=== About this task ===
Using "fresh" as the search string, find the matching lines below and copy them.

***

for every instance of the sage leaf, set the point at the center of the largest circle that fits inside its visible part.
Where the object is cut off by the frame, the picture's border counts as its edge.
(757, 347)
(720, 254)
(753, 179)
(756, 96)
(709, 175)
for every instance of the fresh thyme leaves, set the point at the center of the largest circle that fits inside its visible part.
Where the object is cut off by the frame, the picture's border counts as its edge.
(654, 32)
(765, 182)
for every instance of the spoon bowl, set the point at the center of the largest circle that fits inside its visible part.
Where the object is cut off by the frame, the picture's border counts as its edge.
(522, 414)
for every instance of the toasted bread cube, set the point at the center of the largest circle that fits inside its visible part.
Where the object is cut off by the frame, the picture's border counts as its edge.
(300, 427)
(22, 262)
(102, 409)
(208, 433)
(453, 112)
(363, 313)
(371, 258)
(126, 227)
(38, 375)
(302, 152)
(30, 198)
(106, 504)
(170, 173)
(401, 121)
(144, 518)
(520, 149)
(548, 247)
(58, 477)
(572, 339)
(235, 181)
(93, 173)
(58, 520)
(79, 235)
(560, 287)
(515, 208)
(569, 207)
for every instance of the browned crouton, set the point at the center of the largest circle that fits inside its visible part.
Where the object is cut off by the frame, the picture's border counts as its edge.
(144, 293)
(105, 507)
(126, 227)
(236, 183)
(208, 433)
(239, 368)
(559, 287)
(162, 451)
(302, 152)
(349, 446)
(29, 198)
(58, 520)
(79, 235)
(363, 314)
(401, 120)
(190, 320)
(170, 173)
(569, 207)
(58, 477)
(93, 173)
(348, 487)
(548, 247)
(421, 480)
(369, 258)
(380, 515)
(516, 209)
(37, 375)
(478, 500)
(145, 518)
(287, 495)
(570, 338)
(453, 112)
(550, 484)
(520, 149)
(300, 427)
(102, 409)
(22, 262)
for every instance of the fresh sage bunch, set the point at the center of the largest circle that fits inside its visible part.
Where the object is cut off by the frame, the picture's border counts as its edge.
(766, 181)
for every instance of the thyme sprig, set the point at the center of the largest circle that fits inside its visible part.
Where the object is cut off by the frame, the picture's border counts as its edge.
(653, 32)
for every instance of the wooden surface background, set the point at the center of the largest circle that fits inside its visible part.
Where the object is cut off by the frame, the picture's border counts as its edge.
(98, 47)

***

=== Answer box ===
for every instance of the fresh thyme leaves, set the point at the center of the largest circle that fits inside its visible part.
for every instance of the fresh sage bunch, set the point at the center of the largest circle that fits inside its visible part.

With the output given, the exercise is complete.